**Brief 1:** Select every line of the listing that contains the string "shade", matching case exactly.

I'm seeing your image full sized, so it seems like it's working already (unless that's since your last edit).

On the topic at hand, I guess I'm kind of a weirdo. A lot of my watches happen to have solid resale value, but it's literally not something I factor in when I buy a watch.

As per public perception, I wouldn't say the perception is negative at all, I'd just say relatively unknown. But that's not really all that rare. The non-WUS public only knows maybe a dozen brands in general, even if we include famous affordable brands like Casio and Citizen.

I'd also say that I never really cared about public perception either, but it does interest me in a sort of intellectual level. If I had to guess Alpina would do well with the general public because it has no negative connotation associated with, it's Swiss and they look nice and usually have pretty movements. I'm a huge Grand Seiko fan, but in terms of public perception it sort of has to prove itself because of most people's association of Seiko with mid-priced watches, and in a sense Alpina benefits from starting with a clean slate.


----------



## MC88

I'm considering adding the Extreme Diver to my collection, next. It's definitely in the running for my next dive watch. Alpina is in my book a very high quality watch, no matter any public misconceptions.


----------



## Streetboss

I have a Seastrong Diver and I think Alpina makes a pretty good watch. I bought mine before some of the deep discounts in the gray market appeared but I don't regret it. I am trying to move the watch along now because I don't wear it enough and it deserves to be worn.
Kevin


----------



## Robert Nalbandov

Alpinas, IMHO, have a great value as a nice watch and a precise instrument. I do agree, though, that a lot depends on advertising: where they do it and who does matters. Celebrities go for big-bang watches, like Rolex, Hublot, AP, VC, etc. I think Kevin Costner is among the few who are working with low-end watches: he is advertising Jacques Lemans, if I am not mistaken.


----------



## kb.watch

I think alpinas perception is pretty flat but I'm okay with that. I only started coming around after putting on the heritage diver. That watch is beautiful.


----------



## JMD1082

I picked up a Star timer Chrono an love it. I realized the perception was lacking when friends noticed I had a new watch asked to see it and then were like "nice" but didn't really know the brand. Like others have said doesn't bother me much. I know I have a great watch and I like the fact that not everyone has one. I like to think of it as driving an Alpha Romeo or Aston Martin. Not everyone knows them, but they look sexy and are awesome sports cars.


----------



## wolfpack1995

I really like the Alpiner 4 GMT, nice looking watch but the rest of the line does nothing for me. Seems like the best way to buy an Alpina is used or grey market.


----------



## NegNoodles

I've always heard that Alpina is a solid brand, but I guess it's not too well known. I live in Canada, and the malls here only carry brand names. So unless you're an actual enthusiast, chances are you'll probably never hear of this name.


----------



## stipebst

Chronograph from picture above looks nothing less good as white daytona


----------

**Dataset records:**
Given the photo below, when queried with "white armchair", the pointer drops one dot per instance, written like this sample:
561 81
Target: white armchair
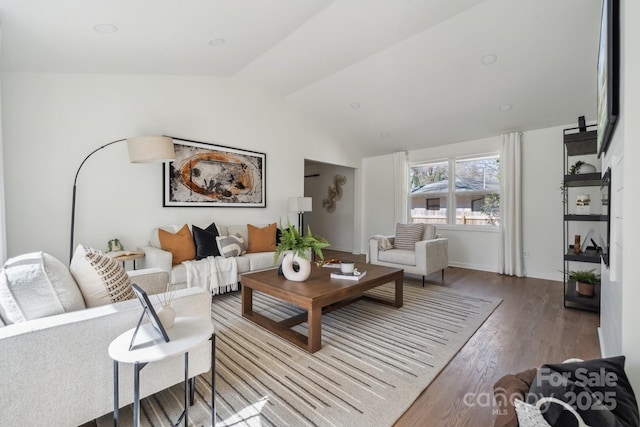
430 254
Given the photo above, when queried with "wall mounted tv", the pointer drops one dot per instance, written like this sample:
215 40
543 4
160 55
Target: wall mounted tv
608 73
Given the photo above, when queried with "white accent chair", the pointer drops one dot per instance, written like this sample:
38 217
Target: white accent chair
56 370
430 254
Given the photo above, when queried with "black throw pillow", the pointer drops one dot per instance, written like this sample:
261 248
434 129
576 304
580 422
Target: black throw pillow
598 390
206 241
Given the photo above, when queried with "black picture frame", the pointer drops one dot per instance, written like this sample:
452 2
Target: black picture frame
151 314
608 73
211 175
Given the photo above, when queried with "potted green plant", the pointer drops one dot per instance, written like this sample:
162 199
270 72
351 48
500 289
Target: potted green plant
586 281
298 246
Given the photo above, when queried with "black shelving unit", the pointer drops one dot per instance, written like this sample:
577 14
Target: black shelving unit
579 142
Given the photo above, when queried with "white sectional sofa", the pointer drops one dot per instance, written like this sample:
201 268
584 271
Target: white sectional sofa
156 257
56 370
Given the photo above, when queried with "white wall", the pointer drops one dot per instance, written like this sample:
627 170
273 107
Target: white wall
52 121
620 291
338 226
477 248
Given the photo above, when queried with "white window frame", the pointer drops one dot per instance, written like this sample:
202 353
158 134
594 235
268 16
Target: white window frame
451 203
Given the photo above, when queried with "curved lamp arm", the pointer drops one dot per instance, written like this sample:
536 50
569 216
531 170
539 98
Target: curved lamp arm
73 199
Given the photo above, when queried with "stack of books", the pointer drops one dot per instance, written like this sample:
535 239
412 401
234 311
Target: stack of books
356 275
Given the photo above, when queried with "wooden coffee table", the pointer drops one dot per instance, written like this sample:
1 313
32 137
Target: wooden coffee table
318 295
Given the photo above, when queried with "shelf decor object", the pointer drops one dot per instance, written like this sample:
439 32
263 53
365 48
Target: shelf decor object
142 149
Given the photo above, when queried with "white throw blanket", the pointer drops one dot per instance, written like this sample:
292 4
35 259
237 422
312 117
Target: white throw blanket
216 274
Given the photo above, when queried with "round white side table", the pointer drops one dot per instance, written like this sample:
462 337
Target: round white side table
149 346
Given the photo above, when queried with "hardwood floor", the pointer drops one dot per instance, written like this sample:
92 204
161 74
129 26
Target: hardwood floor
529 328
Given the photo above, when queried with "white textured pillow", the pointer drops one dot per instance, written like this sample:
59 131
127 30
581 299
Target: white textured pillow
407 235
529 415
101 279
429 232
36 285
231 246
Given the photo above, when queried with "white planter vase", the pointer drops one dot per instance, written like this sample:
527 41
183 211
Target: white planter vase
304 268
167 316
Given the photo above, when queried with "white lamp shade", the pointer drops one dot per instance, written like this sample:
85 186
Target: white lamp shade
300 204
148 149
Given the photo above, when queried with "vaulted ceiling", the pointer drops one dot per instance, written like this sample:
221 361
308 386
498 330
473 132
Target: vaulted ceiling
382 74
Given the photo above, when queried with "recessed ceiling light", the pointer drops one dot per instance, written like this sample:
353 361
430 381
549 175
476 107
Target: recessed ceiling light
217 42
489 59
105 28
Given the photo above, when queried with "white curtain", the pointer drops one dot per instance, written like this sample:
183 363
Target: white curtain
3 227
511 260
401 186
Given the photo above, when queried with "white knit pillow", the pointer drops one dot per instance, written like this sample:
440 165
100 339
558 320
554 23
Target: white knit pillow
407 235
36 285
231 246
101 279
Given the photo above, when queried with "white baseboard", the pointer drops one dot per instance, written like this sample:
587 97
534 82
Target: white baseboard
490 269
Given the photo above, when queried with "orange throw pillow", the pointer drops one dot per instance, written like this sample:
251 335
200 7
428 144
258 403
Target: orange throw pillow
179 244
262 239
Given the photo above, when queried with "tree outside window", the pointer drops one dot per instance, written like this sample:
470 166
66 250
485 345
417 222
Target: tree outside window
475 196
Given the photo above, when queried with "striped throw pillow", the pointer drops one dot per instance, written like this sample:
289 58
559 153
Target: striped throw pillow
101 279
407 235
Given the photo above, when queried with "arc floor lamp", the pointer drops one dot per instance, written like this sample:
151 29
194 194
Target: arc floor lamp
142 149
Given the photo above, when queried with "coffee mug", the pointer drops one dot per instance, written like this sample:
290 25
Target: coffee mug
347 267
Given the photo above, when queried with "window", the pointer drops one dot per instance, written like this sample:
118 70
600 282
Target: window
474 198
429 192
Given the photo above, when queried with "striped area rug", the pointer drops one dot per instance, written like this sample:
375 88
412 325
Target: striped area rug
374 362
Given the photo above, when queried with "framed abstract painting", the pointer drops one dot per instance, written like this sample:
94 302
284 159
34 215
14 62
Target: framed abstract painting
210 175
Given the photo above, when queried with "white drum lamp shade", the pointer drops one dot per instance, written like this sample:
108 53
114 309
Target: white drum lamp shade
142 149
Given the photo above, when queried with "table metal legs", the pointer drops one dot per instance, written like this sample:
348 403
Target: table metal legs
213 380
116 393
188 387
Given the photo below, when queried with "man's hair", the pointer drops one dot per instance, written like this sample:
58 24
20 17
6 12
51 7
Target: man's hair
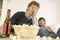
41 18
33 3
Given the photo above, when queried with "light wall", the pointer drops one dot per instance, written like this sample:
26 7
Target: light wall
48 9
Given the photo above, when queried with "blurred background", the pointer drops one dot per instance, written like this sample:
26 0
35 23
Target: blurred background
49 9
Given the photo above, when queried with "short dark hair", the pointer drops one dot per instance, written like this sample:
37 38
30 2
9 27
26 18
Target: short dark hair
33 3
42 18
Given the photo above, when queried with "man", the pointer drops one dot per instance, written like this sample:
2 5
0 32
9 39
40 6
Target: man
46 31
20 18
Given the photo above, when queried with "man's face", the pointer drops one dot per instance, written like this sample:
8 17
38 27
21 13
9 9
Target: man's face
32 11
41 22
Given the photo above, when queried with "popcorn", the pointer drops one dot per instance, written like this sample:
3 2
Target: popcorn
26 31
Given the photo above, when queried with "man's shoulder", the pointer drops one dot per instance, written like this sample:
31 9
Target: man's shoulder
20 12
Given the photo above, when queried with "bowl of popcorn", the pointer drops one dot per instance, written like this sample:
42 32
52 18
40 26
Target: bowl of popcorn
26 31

**Brief 2:**
Answer these questions about the forum thread on Alpina watches:
(a) Which Alpina model does Streetboss own?
(b) Which brand does Robert Nalbandov say Kevin Costner advertises?
(c) In which country does NegNoodles live?

**Correct response 1:**
Given the photo above, when queried with "white lamp shade", the pointer drops one dot per instance, written like this sample:
Target: white lamp shade
Given the photo above, when queried with "white drum lamp shade", the pointer drops one dot per instance, written like this sample:
Target: white drum lamp shade

**Correct response 2:**
(a) A Seastrong Diver.
(b) Jacques Lemans.
(c) Canada.